__Given task__:
Copy each row below word for word, leaving out the pictures.
═══ Stored records ═══
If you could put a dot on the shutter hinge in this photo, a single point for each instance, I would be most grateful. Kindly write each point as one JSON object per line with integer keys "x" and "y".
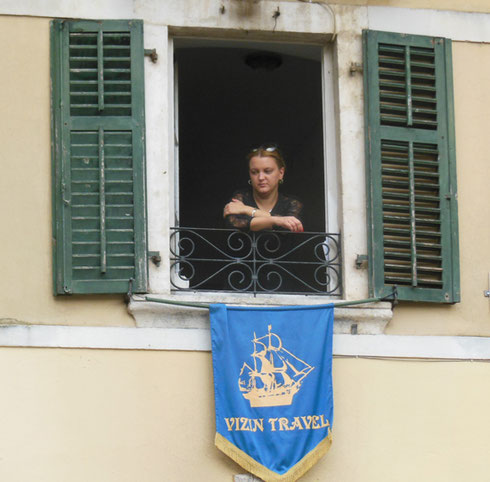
{"x": 155, "y": 257}
{"x": 362, "y": 261}
{"x": 152, "y": 53}
{"x": 66, "y": 202}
═══
__Task response__:
If you could put a dot on the shutter hinge in this photo, a single point for each instance, I would be most grateful. Kindly write each point as one JSON object per line with integer keys "x" and "y".
{"x": 155, "y": 257}
{"x": 362, "y": 261}
{"x": 152, "y": 53}
{"x": 66, "y": 202}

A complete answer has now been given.